_Problem 1_.
Answer these about the article on the Mt Dandenong storm recovery:
(a) Which hall did the parish open to serve the community?
(b) Which local group did the church partner with?
(c) When do people still come to the drop-in program?
_Problem 2_. Carry on the article on the Mt Dandenong storm recovery, picking up after its last sentence.

==== Study text ====

The Anglican Parish of Mt Dandenong has set up an ongoing drop-in program for those impacted by last year’s storms and COVID-19 lockdowns. Image: Supplied.
24 June 2022
One year after storms tore through Kalorama, Mt Dandenong and surrounds, locals are taking stock of the ongoing impact on their communities.
Anglican Parish of Mt Dandenong parish council member Peter Adams said the church took it in their stride to offer help to those who were traumatised, had lost their homes or had their homes damaged by trees and debris.
Mr Adams said the parish opened the hall at St Michael’s and All Angels in Kalorama to serve the community.
“It’s amazing when the chips are down what people are prepared to do,” he said.
“Individually [we] couldn’t have done it.”
Mr Adams said the church partnered with the local Lions Association so that they could provide adequate assistance to everyone who came.
He said people donated money, food and clothing to the cause.
Mr Adams said that another Anglican clergy member donated a generator so they could offer heating and electricity from the hall.
He said people are still coming on Tuesday afternoons to the drop-in program begun after the storm.
“We’re in a sort of village atmosphere here and it’s important that the church remain in the community,” he said.
Mr Adams said that the storms had taught the parish the importance of responding to needs in the community.
He also said that the parish had found ways to distribute extra donated goods to other community groups who were in need across Melbourne.
He said their experience was an encouragement to those in other parishes who had also found numbers dwindling.
“The answer is you need to reach out,” he said.
“Try and listen to people to understand what their problems are and to offer help.
“The path to recovery is paved with resilience.”
Parishioner Wendy Berry’s house was severely damaged in the storm when a large tree fell across the front of it.

==== Data to examine ====

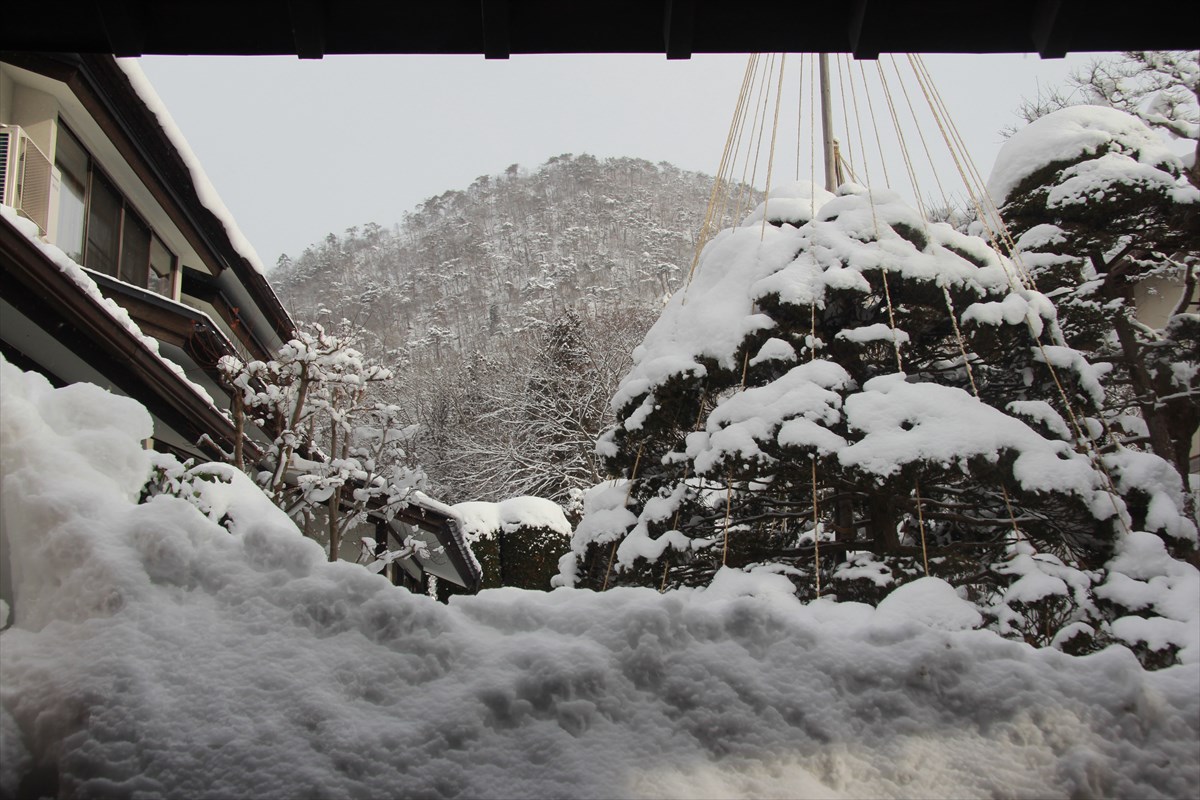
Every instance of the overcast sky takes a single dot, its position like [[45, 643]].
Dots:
[[299, 149]]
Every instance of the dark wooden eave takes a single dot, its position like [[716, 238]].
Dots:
[[106, 92], [54, 301], [676, 28], [447, 530]]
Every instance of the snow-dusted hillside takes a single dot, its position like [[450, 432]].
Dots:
[[508, 253], [155, 654]]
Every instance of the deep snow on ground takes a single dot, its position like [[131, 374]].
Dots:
[[154, 653]]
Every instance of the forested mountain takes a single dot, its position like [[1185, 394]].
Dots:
[[509, 311], [509, 252]]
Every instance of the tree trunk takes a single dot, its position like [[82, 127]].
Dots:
[[1161, 440]]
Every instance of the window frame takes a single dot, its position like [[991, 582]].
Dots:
[[126, 210]]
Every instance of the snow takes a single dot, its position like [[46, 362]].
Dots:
[[79, 276], [905, 422], [931, 602], [487, 519], [204, 188], [709, 319], [155, 653], [793, 203], [1071, 134]]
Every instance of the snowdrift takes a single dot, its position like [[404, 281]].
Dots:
[[154, 653]]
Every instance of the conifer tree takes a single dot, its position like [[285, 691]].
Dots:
[[853, 396], [1104, 216]]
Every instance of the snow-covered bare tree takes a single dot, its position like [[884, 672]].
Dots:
[[337, 451]]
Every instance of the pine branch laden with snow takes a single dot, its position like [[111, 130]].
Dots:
[[1104, 217], [781, 354]]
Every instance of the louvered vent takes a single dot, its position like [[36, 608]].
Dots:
[[24, 176], [5, 138]]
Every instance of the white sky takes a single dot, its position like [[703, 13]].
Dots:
[[299, 149]]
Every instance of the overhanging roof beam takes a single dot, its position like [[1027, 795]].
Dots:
[[678, 23], [865, 30], [307, 19], [496, 17], [1054, 26], [124, 26]]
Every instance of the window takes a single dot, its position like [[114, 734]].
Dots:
[[72, 161], [103, 242], [100, 229]]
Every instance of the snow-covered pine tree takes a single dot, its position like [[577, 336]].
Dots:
[[853, 378], [1104, 217]]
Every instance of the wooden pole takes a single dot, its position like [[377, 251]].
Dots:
[[827, 126]]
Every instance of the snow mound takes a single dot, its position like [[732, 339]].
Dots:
[[793, 203], [931, 602], [486, 519], [156, 654], [1073, 133]]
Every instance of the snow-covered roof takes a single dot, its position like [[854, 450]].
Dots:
[[204, 188], [79, 276]]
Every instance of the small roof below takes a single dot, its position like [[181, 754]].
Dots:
[[676, 28]]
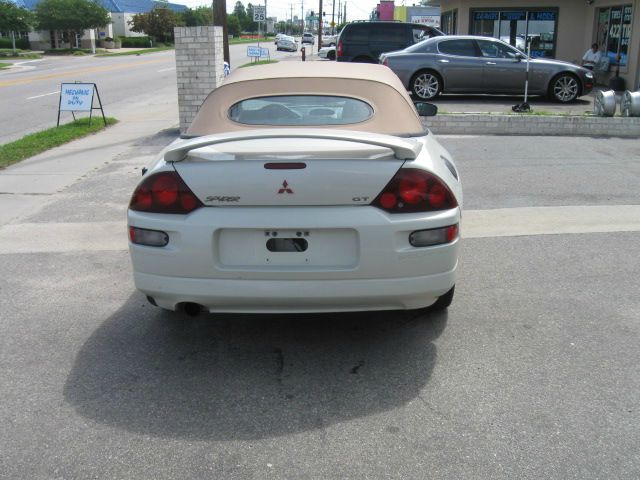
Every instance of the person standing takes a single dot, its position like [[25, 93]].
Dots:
[[591, 57]]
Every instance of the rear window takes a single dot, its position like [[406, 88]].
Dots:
[[356, 33], [300, 110], [462, 48], [392, 33]]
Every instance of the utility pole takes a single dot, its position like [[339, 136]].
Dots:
[[320, 25], [333, 19], [220, 20]]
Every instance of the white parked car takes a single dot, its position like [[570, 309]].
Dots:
[[285, 42], [329, 40], [328, 53], [312, 201]]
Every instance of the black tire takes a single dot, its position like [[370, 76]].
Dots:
[[426, 84], [363, 59], [443, 301], [564, 88]]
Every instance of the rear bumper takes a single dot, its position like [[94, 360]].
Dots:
[[373, 268], [269, 296]]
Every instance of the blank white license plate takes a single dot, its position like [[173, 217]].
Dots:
[[294, 248]]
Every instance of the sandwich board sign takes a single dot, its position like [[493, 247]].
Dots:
[[79, 97], [259, 13]]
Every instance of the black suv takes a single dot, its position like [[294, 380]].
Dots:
[[364, 41]]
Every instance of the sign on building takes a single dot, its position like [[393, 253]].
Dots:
[[258, 52], [429, 20]]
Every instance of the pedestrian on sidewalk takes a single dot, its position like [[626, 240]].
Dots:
[[591, 57]]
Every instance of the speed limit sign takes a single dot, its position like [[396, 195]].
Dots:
[[259, 13]]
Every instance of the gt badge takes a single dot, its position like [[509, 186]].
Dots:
[[285, 188]]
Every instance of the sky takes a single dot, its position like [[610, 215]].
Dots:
[[356, 9]]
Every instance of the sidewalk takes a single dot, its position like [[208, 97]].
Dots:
[[31, 184]]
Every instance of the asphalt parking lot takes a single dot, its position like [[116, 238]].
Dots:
[[532, 373]]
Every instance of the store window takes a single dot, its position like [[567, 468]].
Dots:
[[515, 26], [449, 22], [614, 32]]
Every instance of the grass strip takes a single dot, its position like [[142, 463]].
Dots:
[[38, 142], [259, 62], [135, 52], [236, 41]]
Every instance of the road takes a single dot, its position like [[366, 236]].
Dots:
[[532, 373], [29, 95]]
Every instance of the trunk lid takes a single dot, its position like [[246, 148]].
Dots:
[[288, 172]]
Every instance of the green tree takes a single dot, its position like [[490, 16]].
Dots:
[[233, 25], [72, 16], [248, 25], [157, 23], [14, 19], [197, 17]]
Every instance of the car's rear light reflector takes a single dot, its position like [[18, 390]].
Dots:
[[164, 192], [150, 238], [412, 190], [434, 236], [285, 165]]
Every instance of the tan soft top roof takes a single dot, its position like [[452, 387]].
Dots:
[[377, 85]]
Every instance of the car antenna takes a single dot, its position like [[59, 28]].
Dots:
[[524, 106]]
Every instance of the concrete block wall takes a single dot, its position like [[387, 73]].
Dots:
[[199, 68], [477, 124]]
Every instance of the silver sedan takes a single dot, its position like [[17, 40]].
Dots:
[[471, 64]]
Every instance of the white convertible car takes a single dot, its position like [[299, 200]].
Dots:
[[300, 187]]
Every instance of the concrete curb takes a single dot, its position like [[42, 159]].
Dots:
[[546, 125]]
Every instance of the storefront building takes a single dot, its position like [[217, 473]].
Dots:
[[561, 29]]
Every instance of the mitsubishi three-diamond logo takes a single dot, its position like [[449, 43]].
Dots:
[[285, 188]]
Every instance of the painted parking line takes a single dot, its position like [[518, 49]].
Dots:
[[76, 73], [43, 95], [513, 222], [508, 222]]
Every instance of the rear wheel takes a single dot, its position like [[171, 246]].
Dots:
[[564, 88], [444, 301], [426, 85]]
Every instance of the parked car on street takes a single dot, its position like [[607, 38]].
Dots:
[[285, 42], [363, 42], [329, 40], [312, 201], [472, 64], [327, 52]]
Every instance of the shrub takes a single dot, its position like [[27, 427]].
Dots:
[[135, 42], [21, 43]]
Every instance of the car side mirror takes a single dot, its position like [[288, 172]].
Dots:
[[426, 109]]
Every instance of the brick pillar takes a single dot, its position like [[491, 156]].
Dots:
[[199, 68]]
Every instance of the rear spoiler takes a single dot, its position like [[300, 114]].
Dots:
[[403, 148]]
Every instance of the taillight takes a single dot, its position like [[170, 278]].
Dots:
[[412, 190], [164, 192]]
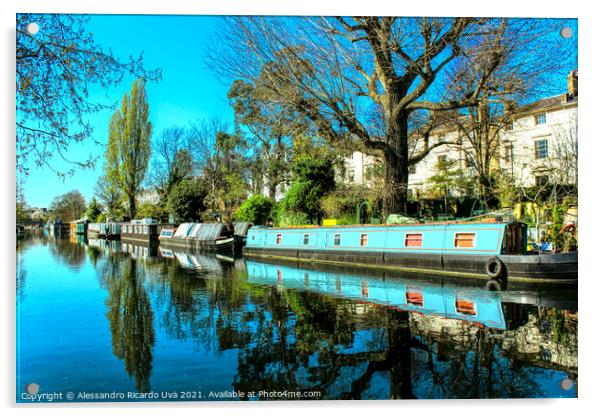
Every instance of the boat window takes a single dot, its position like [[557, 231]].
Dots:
[[364, 240], [414, 297], [413, 240], [466, 307], [463, 240]]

====

_Answer 1_.
(a) The hall at St Michael's and All Angels in Kalorama.
(b) The local Lions Association.
(c) On Tuesday afternoons.

_Answer 2_.
Ms Berry said the damage was still being repaired, with the current estimate for completion being 30 September.
She said she has been living in alternate accommodation since the storms occurred.
Ms Berry said the event was terrible and had turned her life completely upside down.
“My head knows that God is in control, but my heart is broken,” she said.
But she said the Anglican community had offered practical support within days of the storm.
She said that Bishop Paul Barker had visited those impacted, and Mt Dandenong parish vicar Reverend Andrew Smith and his wife Beth had opened the hall and volunteered to cook alongside the CFA.
She said she had also been allocated a personal caseworker from Anglicare who had been “absolutely fabulous”.
“The Anglican diocese here in Melbourne was wonderful,” she said.
“We had generators, food and clothing and it really helped to gel the community together.
“There are so many people who talk about how wonderful it was and how if it hadn’t been for the community, we wouldn’t be where we are now.
“I want to say a big thank you to the whole Anglican community [for] how we felt really supported through the ordeal that we went through.
“It really has been faith in action.”